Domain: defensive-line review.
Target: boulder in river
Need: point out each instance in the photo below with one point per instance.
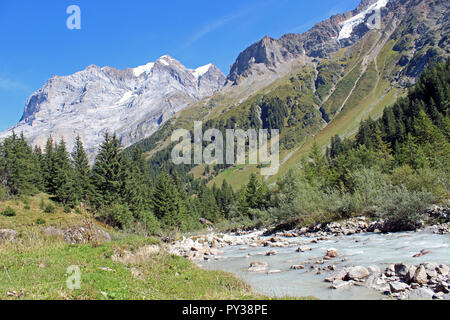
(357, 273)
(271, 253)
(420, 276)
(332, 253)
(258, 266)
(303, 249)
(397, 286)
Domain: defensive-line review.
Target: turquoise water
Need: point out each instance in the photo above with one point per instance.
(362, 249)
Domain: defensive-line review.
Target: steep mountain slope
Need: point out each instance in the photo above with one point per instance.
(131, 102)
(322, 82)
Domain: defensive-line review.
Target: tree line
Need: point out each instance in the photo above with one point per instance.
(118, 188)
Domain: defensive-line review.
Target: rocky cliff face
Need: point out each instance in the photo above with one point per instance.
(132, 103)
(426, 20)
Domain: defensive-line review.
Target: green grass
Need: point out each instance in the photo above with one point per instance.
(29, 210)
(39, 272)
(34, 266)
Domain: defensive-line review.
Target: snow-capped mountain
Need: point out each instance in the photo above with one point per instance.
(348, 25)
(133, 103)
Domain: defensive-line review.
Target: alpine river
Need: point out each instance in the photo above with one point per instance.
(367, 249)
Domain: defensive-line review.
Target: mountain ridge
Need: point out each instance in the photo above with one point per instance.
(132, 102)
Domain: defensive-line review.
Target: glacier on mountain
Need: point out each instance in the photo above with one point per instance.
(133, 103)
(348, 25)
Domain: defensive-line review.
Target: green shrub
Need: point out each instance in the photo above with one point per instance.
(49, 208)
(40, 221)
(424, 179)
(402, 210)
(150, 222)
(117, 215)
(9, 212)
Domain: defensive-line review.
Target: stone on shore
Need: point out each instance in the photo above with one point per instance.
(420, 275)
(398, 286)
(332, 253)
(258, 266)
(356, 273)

· · · · ·

Job.
Return all of the data exactly as written, and drop the pictures.

Full solution.
Domain: defensive-line review.
Target: boulder in river
Need: point out each instance in the photo below with one point per instance.
(357, 273)
(271, 253)
(420, 276)
(332, 253)
(258, 266)
(303, 249)
(397, 286)
Domain: defensive-line review.
Target: turquoise water
Need: point out each instance in the photo above with one point per instance.
(362, 249)
Domain: defensive-line review.
Target: steep mountain slope
Need: point out each instance in the photo above with one point per instance.
(131, 102)
(322, 82)
Domain: defensive-line review.
Target: tree line
Need: point out each instance in the photo above with one point per instance.
(118, 188)
Domain: defensive-line review.
Target: rocky cliff face
Need: point out each instance in the photo above with one point per instance.
(132, 103)
(426, 20)
Domain: defensive-line review.
Target: green grass
Need: point out each instance in the photo above with one point per instance.
(29, 210)
(39, 272)
(34, 266)
Domain: defensive-line review.
Target: snow-capped mountain
Need: point out each instance in the photo above with one point per instance.
(348, 25)
(133, 103)
Domain: defensive-line review.
Target: alpine river
Need: point out each instance in the photo above with one point per instance.
(367, 249)
Domain: defensive-line review.
Target: mountain ridge
Need: point out each instance in the photo above with one point per instance.
(132, 102)
Domain: defensive-line review.
Target: glacier on mountain
Need: point out each instance in the photo above with one point per instance.
(133, 103)
(348, 25)
Domain: defensive-line review.
Target: green shrub
Need: point out each instance in the photo above with one point per instance.
(49, 208)
(40, 221)
(424, 179)
(402, 210)
(150, 222)
(117, 215)
(9, 212)
Domain: defensive-line review.
Target: stone on shore
Need: point out each instance in the photo above with one point per instance.
(420, 275)
(398, 286)
(332, 253)
(258, 266)
(356, 273)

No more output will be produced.